**Page text**
When $H,K$ are finite dimensional, this is well explained in Pisier's book *Introduction to operator space theory* in the chapter on Haagerup tensor product, and your space is just the completely bounded maps on $B(K,H)$. When $H$ and $K$ are infinite dimensional, the argument works identically with bounded operators replaced by compact operators. To obtain a similar identification for bounded operators, my guess is that it is better to work with larger completions (extended Haagerup tensor product).

**Stored rows**
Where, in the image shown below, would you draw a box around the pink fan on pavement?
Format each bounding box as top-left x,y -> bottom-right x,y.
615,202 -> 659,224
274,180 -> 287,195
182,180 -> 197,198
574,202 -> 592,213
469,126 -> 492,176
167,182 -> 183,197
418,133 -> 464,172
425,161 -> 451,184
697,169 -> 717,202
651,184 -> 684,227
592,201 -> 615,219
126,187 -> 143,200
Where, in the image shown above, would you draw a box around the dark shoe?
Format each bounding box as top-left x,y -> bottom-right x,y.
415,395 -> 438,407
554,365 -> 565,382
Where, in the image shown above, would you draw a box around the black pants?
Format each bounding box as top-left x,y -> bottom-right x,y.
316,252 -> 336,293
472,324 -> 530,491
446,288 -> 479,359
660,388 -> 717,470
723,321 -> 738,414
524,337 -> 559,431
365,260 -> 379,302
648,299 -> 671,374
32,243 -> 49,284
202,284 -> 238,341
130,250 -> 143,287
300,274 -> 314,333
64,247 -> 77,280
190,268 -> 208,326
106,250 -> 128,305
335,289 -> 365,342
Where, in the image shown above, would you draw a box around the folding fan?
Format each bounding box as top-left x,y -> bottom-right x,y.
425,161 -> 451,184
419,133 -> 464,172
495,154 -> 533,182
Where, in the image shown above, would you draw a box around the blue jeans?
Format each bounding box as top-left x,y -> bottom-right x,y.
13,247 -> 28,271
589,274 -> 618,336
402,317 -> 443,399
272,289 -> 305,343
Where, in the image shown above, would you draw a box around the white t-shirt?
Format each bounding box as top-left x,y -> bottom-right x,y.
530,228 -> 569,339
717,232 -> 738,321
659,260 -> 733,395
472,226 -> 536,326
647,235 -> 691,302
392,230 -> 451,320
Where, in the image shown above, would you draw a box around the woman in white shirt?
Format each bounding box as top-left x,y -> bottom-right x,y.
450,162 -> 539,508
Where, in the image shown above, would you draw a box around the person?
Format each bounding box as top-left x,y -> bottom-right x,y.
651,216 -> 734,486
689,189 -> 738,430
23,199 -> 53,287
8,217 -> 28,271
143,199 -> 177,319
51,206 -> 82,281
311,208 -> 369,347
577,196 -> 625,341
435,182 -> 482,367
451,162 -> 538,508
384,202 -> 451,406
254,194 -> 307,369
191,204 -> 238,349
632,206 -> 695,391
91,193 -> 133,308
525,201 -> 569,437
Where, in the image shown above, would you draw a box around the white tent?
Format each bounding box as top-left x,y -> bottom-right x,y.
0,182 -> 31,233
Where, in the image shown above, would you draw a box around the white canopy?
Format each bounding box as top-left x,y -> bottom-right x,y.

**Problems and tasks**
(a) In the note on the Haagerup tensor product, what reason is given for turning to larger completions such as the extended Haagerup tensor product? Answer in one to three sentences.
(b) Extend the note on the Haagerup tensor product, picking up after its last sentence.

**Final results**
(a) Larger completions are suggested as the way to get a similar identification for bounded operators, since the argument as stated works only with compact operators when $H$ and $K$ are infinite dimensional. The note offers this as a guess.

(b)
Let me expand a bit. When $H,K$ are finite dimensional, $B(K,H) = H_c \otimes_h K^*_{r}$ (where $H_c$ denotes $H$ with the column operator space structure, and $K^*_r$ denotes $K^*$ with the row Hilbert space structure, the dual of $K_c$). More generally, $H_c\otimes_h \cdot = H_c \otimes_{min} \cdot$ and $\cdot \otimes_{h} H_r = \cdot \otimes_{min} H_r$: when one tensorizes on the left (resp. right) by column (resp. row) operator spaces, Haagerup and minimal tensor product coincide. Taking the dual, we obtain $B(K,H)^* = H^*_r \otimes_h K_c$.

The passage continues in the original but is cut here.